Sizing – I found the Short and Regular pads’ width of 20 inches to be adequately wide. That’s the “standard” width for a size Regular pad. I’m a side sleeper, and find I need to adjust my hip position when I turn over, but that’s not a problem. For those who require or prefer more width or length, a size Large pad is available with 25 inches of width and an extra 5 inches of length.

Comfort – Excellent, as expected. It’s hard not to be comfortable on a 2.5-inch inflated pad. I found the pad most comfortable when it’s inflated a little less than full. Three sizes are available to meet body size and preferences. The size Short still has the “dropoff” issue at the foot end, but that is remedied by putting something under your feet or curling up.

Warmth – As mentioned, the R-value has gone down to 2.0, which is minimal. I found it to be warm in my testing, where temps typically dropped into the low 40s F and one night at 34F, but it could be chilly below that, which I did not test. It may not be warm enough for some people, but I have a remedy for that later in this review.

- _Work instruction 1_
Answer these from the sleeping pad review, one line each:
(a) How wide are the Short and Regular pads?
(b) How thick is the pad when inflated?
(c) What was the lowest temperature on any test night?
- _Work instruction 2_
Carry on writing the sleeping pad review from the point where it stops.

- _Dataset extract_
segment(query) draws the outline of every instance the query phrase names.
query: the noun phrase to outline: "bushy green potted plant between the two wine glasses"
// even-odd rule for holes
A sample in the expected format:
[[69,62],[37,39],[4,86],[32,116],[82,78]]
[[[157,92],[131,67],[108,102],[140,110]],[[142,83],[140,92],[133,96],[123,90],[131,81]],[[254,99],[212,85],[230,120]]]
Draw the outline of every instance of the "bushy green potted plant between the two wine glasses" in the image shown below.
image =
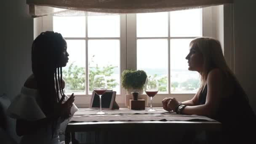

- _Task output 1_
(a) 20 inches
(b) 2.5 inches
(c) 34F

- _Task output 2_
Noisiness – Gone.

Durability – On my first backpacking trip with the Uberlite pad I camped in a grove of spruce trees on smooth ground covered with spruce needles. I slept in a floorless  Dyneema shelter and used a thin plastic Gossamer Gear Polycro groundsheet under the pad. You guessed it; the pad was punctured by a spruce needle on my first backpacking trip with it. The patching kit that comes with the pad is convenient and works perfectly: clean the spot with a provided alcohol swab and let it dry, compress a glue dot around the hole, and cover that with a Type A patch.

Patched puncture from a spruce needle. The smashed glue dot (circle) probably wasn't necessary for a small puncture, but I used it anyway to try it out. The dot in the center is my mark of the hole's location, not the hole itself.

Pricing – The Uberlite is pricey: $140, $180, and $210 for sizes Small, Regular, and Large, respectively. Each size costs $10 more than the XLite, so we are reminded that ultralight gear costs more for less weight. Ah well, you put your money (if you have it) where your passion is!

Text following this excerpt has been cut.